● **Given problem**
Every entry must be repeated exactly. Exclude all pictures.

Position annotation records
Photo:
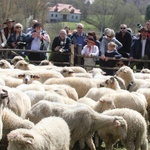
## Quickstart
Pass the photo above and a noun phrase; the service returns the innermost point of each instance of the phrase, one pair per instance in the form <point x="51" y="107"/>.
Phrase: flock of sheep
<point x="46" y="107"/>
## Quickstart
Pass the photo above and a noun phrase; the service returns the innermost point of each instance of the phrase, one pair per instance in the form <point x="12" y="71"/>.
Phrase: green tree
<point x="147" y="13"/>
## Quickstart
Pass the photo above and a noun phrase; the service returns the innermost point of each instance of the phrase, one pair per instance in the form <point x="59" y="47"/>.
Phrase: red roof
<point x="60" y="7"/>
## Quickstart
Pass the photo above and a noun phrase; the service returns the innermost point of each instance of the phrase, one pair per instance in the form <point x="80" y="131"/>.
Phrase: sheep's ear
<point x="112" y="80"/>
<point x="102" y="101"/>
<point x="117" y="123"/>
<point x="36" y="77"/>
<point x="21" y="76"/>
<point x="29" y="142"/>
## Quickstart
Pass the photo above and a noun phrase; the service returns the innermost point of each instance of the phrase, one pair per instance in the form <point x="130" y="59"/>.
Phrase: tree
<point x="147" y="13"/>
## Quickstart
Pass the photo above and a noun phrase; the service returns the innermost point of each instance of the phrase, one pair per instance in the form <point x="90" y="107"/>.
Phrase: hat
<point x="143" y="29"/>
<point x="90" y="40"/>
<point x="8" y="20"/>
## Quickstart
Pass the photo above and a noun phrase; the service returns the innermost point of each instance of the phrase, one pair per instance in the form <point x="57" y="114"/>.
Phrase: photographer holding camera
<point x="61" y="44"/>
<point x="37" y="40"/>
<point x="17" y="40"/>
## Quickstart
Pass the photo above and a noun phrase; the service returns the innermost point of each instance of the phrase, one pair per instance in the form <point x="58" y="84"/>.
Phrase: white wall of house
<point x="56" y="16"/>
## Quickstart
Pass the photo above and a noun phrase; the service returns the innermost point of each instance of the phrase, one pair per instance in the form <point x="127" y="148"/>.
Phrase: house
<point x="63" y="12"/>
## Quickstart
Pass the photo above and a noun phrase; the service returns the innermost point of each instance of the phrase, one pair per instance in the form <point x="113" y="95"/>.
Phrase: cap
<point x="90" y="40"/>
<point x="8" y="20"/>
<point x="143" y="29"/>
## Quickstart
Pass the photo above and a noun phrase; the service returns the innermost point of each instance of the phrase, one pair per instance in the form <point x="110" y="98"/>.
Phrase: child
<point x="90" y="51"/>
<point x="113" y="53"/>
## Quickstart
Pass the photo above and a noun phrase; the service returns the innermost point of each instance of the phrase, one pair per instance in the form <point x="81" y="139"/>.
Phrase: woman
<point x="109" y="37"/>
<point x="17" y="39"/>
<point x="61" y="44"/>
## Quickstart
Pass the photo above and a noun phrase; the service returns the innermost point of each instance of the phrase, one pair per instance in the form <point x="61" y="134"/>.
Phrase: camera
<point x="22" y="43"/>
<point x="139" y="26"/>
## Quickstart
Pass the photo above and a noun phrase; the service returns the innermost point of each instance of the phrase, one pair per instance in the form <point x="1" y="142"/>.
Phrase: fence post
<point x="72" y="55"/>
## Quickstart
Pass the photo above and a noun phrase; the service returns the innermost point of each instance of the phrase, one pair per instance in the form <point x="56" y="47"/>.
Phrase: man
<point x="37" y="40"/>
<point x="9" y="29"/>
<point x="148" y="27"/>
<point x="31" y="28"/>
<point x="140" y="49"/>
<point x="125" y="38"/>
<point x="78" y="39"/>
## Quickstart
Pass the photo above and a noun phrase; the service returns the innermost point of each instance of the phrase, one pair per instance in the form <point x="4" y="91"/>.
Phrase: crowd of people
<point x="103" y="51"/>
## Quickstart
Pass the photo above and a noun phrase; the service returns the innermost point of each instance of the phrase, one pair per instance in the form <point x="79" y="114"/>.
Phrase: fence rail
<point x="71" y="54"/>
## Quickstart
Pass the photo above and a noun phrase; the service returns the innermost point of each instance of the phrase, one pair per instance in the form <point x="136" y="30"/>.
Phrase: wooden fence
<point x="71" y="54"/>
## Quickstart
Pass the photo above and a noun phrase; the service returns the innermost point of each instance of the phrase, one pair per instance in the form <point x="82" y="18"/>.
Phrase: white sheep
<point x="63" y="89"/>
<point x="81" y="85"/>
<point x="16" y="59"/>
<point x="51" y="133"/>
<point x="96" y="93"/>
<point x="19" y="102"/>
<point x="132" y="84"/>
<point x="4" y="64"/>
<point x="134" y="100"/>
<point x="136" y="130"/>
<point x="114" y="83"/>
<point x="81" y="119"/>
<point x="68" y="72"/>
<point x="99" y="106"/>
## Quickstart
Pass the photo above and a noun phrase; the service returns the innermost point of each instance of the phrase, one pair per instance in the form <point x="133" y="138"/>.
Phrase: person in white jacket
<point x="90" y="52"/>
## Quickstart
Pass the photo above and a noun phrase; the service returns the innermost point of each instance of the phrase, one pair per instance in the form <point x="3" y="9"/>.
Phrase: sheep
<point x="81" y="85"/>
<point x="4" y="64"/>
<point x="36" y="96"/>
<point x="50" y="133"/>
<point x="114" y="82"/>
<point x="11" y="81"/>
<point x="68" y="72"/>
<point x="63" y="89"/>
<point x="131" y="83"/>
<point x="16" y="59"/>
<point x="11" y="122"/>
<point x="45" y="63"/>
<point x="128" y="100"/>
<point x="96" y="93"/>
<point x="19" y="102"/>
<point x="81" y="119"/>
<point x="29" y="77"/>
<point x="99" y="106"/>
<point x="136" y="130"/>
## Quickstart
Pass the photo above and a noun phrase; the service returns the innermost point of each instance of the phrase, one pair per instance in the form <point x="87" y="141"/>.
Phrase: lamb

● **Solution to this task**
Photo:
## Quickstart
Pass the photo above and a noun phrase; the service returns the innermost point of each instance of the phrase, one pair per instance in the form <point x="51" y="107"/>.
Phrase: flock of sheep
<point x="46" y="107"/>
## Quickstart
Pass the photo above and a noun phrase; the service returns the innermost point of each instance of the phrase, one pair per instance in the form <point x="12" y="71"/>.
Phrase: green tree
<point x="147" y="13"/>
## Quickstart
Pass the photo above and a noun phrase; the service returns the innermost point of each instance of the phrase, one pair per instance in the form <point x="59" y="47"/>.
Phrase: red roof
<point x="60" y="7"/>
## Quickstart
Pass the photo above and a noun phrase; the service returns the innermost point of each instance of the phrase, one pair per instance in the form <point x="80" y="131"/>.
Phrase: sheep's ear
<point x="112" y="80"/>
<point x="102" y="101"/>
<point x="117" y="123"/>
<point x="36" y="77"/>
<point x="21" y="76"/>
<point x="29" y="142"/>
## Quickstart
Pass the photo above and a noun phrase; the service returns the innermost point of each instance of the phrase, one pair per instance in the form <point x="130" y="59"/>.
Phrase: tree
<point x="147" y="13"/>
## Quickstart
Pass the photo above and a noun phrase; the service returns the innermost point of each instance of the phrase, one pair per instance in the form <point x="90" y="107"/>.
Phrase: hat
<point x="143" y="29"/>
<point x="90" y="40"/>
<point x="8" y="20"/>
## Quickstart
Pass the photo above and a noun phrase; the service returns the innermost point of each instance of the phrase, one pair per instance in the form <point x="57" y="114"/>.
Phrase: photographer holding camera
<point x="61" y="44"/>
<point x="37" y="40"/>
<point x="17" y="40"/>
## Quickstart
Pass the photo above and a noun phrase; the service returns the innermost point of each instance of the phrase, one pair per instance in the form <point x="58" y="84"/>.
Phrase: white wall of house
<point x="56" y="16"/>
## Quickstart
Pass the photo above and a noun phrase; the service returns the innermost point of each instance of the phrase, one pair per instance in the form <point x="127" y="148"/>.
Phrase: house
<point x="63" y="12"/>
## Quickstart
Pass the photo above and a noun phrase; the service returns the innermost point of each instance of the phrase, one pair per instance in the form <point x="113" y="95"/>.
Phrase: cap
<point x="90" y="40"/>
<point x="8" y="20"/>
<point x="143" y="29"/>
## Quickstart
Pass the photo above and a noun phrase; the service returns the innermost point of each instance of the phrase, one pair per instance in the form <point x="110" y="98"/>.
Phrase: child
<point x="90" y="51"/>
<point x="113" y="53"/>
## Quickstart
Pass the photo above and a noun phrase; the service returns the innermost point of each instance of the phrase, one pair per instance in the form <point x="81" y="139"/>.
Phrase: woman
<point x="109" y="37"/>
<point x="17" y="39"/>
<point x="61" y="44"/>
## Quickstart
Pass the photo above and a noun phrase; the service returns the innermost point of each instance of the phrase, one pair per instance in the form <point x="61" y="134"/>.
Phrase: camera
<point x="22" y="43"/>
<point x="139" y="26"/>
## Quickstart
Pass the photo above and a noun phrase; the service returns the innermost point of each instance of the phrase, one pair per instance in the form <point x="1" y="142"/>.
Phrase: fence post
<point x="72" y="55"/>
## Quickstart
Pass the photo above and a noun phrase; the service returns the innermost point of each instance of the phrase, one pair per instance in the form <point x="56" y="47"/>.
Phrase: man
<point x="37" y="40"/>
<point x="9" y="29"/>
<point x="148" y="27"/>
<point x="31" y="28"/>
<point x="140" y="49"/>
<point x="125" y="38"/>
<point x="78" y="39"/>
## Quickstart
Pass the photo above and a noun phrase; the service returns the innermost point of each instance of the phrase, one pair per instance in the form <point x="4" y="91"/>.
Phrase: crowd of people
<point x="103" y="51"/>
## Quickstart
Pass the photo above and a noun phrase; the service returns the innermost point of each instance of the phrase, one pair per instance in the form <point x="79" y="114"/>.
Phrase: fence rail
<point x="71" y="54"/>
## Quickstart
Pass the photo above and a noun phrase; the service returns the innermost point of each instance of the phrase, one pair per instance in the form <point x="136" y="30"/>.
Phrase: wooden fence
<point x="71" y="54"/>
## Quickstart
Pass the photo above and a noun phrase; the service returns the innermost point of each instance of the phrase, one pair per instance in the form <point x="82" y="18"/>.
Phrase: white sheep
<point x="63" y="89"/>
<point x="81" y="85"/>
<point x="16" y="59"/>
<point x="51" y="133"/>
<point x="96" y="93"/>
<point x="19" y="102"/>
<point x="132" y="84"/>
<point x="4" y="64"/>
<point x="134" y="100"/>
<point x="136" y="130"/>
<point x="114" y="83"/>
<point x="81" y="119"/>
<point x="68" y="72"/>
<point x="99" y="106"/>
## Quickstart
Pass the photo above and a noun phrase; the service returns the innermost point of each instance of the phrase, one pair per instance in the form <point x="133" y="138"/>.
Phrase: person in white jacket
<point x="90" y="52"/>
## Quickstart
Pass the photo above and a noun phrase; the service returns the innermost point of each instance of the phrase, one pair per instance in the form <point x="3" y="9"/>.
Phrase: sheep
<point x="81" y="85"/>
<point x="4" y="64"/>
<point x="36" y="96"/>
<point x="50" y="133"/>
<point x="114" y="82"/>
<point x="11" y="81"/>
<point x="68" y="72"/>
<point x="63" y="89"/>
<point x="131" y="83"/>
<point x="16" y="59"/>
<point x="11" y="122"/>
<point x="45" y="63"/>
<point x="128" y="100"/>
<point x="96" y="93"/>
<point x="19" y="102"/>
<point x="81" y="119"/>
<point x="29" y="77"/>
<point x="99" y="106"/>
<point x="136" y="130"/>
## Quickstart
Pass the photo above and a noun phrase; the service returns the innermost point of each instance of the phrase, one pair per instance in the form <point x="87" y="141"/>.
Phrase: lamb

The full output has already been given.